Repeat the listing below in full and exactly, but without its pictures.

==*==

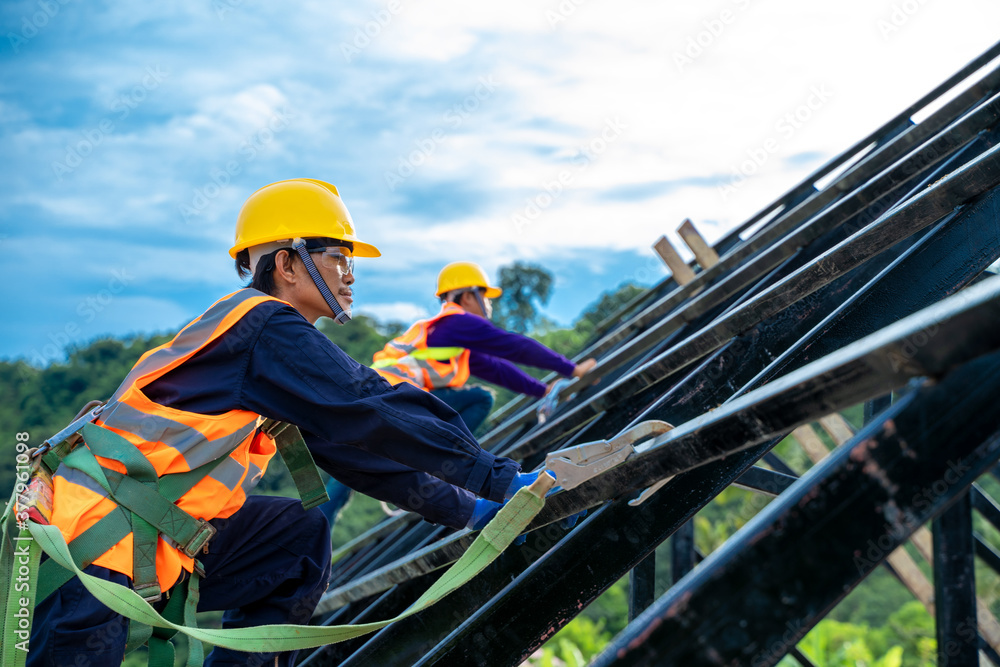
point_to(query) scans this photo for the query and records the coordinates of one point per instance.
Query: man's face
(336, 265)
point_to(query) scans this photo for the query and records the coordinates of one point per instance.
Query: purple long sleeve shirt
(493, 352)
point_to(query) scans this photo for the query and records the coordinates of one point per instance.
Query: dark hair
(263, 278)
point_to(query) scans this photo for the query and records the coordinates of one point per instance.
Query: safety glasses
(338, 258)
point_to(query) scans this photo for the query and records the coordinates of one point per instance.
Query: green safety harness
(146, 509)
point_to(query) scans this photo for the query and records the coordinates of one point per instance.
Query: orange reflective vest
(408, 359)
(173, 441)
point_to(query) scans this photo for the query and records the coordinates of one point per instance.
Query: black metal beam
(873, 367)
(955, 585)
(986, 506)
(764, 481)
(572, 569)
(682, 559)
(928, 207)
(756, 596)
(641, 585)
(986, 552)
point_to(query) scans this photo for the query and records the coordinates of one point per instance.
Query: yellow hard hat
(462, 275)
(297, 208)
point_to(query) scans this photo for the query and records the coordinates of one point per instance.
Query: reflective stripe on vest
(173, 441)
(408, 359)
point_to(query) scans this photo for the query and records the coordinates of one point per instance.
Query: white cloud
(559, 81)
(400, 311)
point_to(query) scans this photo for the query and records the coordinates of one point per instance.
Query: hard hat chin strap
(482, 303)
(340, 316)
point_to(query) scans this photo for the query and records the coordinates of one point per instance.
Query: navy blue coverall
(270, 561)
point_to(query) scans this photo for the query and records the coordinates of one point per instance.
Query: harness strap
(510, 522)
(299, 461)
(89, 545)
(17, 617)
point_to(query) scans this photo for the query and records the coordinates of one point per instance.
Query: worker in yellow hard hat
(441, 353)
(192, 428)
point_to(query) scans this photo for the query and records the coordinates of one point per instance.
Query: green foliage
(525, 287)
(574, 645)
(41, 401)
(362, 337)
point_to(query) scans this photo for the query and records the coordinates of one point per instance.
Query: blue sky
(570, 133)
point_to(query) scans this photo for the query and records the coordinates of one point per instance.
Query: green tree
(362, 337)
(526, 287)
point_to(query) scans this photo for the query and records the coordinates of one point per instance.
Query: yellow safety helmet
(297, 208)
(463, 275)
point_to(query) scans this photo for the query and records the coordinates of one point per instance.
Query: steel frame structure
(871, 287)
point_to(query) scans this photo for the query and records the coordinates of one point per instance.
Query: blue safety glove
(483, 512)
(524, 479)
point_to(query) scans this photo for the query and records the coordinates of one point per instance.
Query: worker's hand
(523, 479)
(584, 367)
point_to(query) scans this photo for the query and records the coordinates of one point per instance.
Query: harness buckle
(575, 465)
(68, 433)
(149, 592)
(199, 539)
(272, 427)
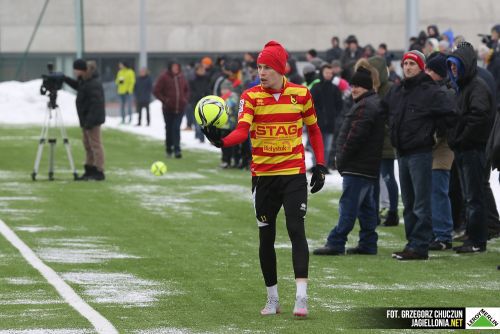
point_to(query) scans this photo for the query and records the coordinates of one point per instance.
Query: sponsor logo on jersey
(276, 130)
(242, 103)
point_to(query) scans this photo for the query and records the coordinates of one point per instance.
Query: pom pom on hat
(273, 55)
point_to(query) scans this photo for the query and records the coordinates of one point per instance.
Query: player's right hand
(213, 135)
(318, 178)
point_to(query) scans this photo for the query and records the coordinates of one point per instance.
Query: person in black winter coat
(359, 152)
(91, 114)
(143, 90)
(328, 102)
(335, 52)
(468, 141)
(413, 108)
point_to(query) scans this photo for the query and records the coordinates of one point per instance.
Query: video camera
(52, 81)
(486, 39)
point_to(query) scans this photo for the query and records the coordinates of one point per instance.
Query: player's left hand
(318, 178)
(213, 135)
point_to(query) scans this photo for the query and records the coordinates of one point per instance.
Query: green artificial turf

==*==

■ **Written solution**
point_to(query) scans this photo for the query and records the coordinates of one point per instance.
Query: man's face
(336, 265)
point_to(query) scans this photo for the query and records the coordinates of one point per instance.
Query: purple long sleeve shirt
(493, 352)
point_to(query) scans this photo for the query and records the coordinates of one point per instance.
Query: dark hair
(263, 278)
point_to(query) scans this photo for the query and records the coordinates of one point per instance.
Query: safety glasses
(338, 258)
point_to(query) scans this photo for the query and records the coordinates of one point per instance.
Query: green safety harness
(146, 509)
point_to(query) scans this photo for the query and records the coordinates of one point per instance.
Query: orange reflective vest
(408, 359)
(173, 441)
point_to(query) scans this photo for the query and records the coordinates of one point per instance.
Query: black metal beam
(873, 367)
(955, 585)
(986, 506)
(764, 481)
(572, 569)
(682, 559)
(928, 207)
(756, 596)
(641, 585)
(986, 552)
point_to(query) scans this photo for the query and records the coordinates of one point per instance.
Query: yellow hard hat
(462, 275)
(297, 208)
point_to(query) scans this photo for the query and records the coordinates of one point per instance.
Query: reflective stripe on vest
(173, 441)
(408, 359)
point_to(query) scans this photo for the query and records the coordinates of one point per instance.
Query: white cloud
(559, 81)
(400, 311)
point_to(query) scans this photo for the query and records the coordinates of one point per instance.
Query: hard hat chin strap
(482, 303)
(340, 316)
point_to(query) scans this photo for the query and records the coordinates of one point per instance.
Query: navy blue coverall
(270, 561)
point_to(query) scans this photo for the query and records the coordinates of one point per instance.
Query: harness strap
(510, 522)
(299, 461)
(89, 545)
(17, 617)
point_to(query) scans this photo for the query and records the coordinates of one point per instance.
Query: worker in yellow hard hat
(441, 353)
(192, 428)
point_to(query) scans this photo for the query and records the coordinates of one point per instance.
Query: green foliage
(525, 287)
(574, 645)
(41, 401)
(362, 337)
point_to(query) scans this photo for the query and records the coordinates of one point per instance.
Query: blue sky
(570, 133)
point_to(query) scans this photo for the query and records the coordinates of one point per instance.
Query: green tree
(362, 337)
(526, 287)
point_to(query) scans this photo for the query and records the coordinates of one point per instance.
Query: yellow safety helmet
(297, 208)
(463, 275)
point_to(query) scans this photo for the query and records the coordinates of one point per instance.
Query: steel frame structure
(871, 287)
point_to(query) scans this photo for the query and records the coordinates of one point per instance.
Query: blue safety glove
(483, 512)
(524, 479)
point_to(query) scans this photo for the query and records the coordinates of one point per instance.
Query: worker's hand
(523, 479)
(584, 367)
point_to(query) scans this photo for the query and records the coordinates of one point per instance.
Query: harness buckle
(575, 465)
(68, 433)
(149, 592)
(199, 539)
(272, 427)
point_to(query) scans this photo for the query and records the coordinates of one point per instance.
Query: sponsor logo on jersey
(276, 130)
(242, 103)
point_to(query) scans this photo for the query and records the coordinates of one point per instance.
Query: pom pom on hat
(273, 55)
point_to(query) scans this photo for the query and records the coordinates of one point per instance.
Query: player's right hand
(213, 135)
(318, 178)
point_to(query) scans this photo for the query and records the coordinates of one point per instance.
Query: person in black winter coat
(359, 152)
(91, 114)
(143, 90)
(328, 102)
(335, 52)
(468, 141)
(413, 108)
point_to(query) scans this photo for the query and records the coordinates of one point per instance.
Query: video camera
(52, 81)
(486, 39)
point_to(query) scans this photo for the query and records the coordinates of one point per instance.
Query: player's left hand
(318, 178)
(213, 135)
point_to(query) scans this photo for the query and records the coordinates of one point per instance.
Query: green artificial turf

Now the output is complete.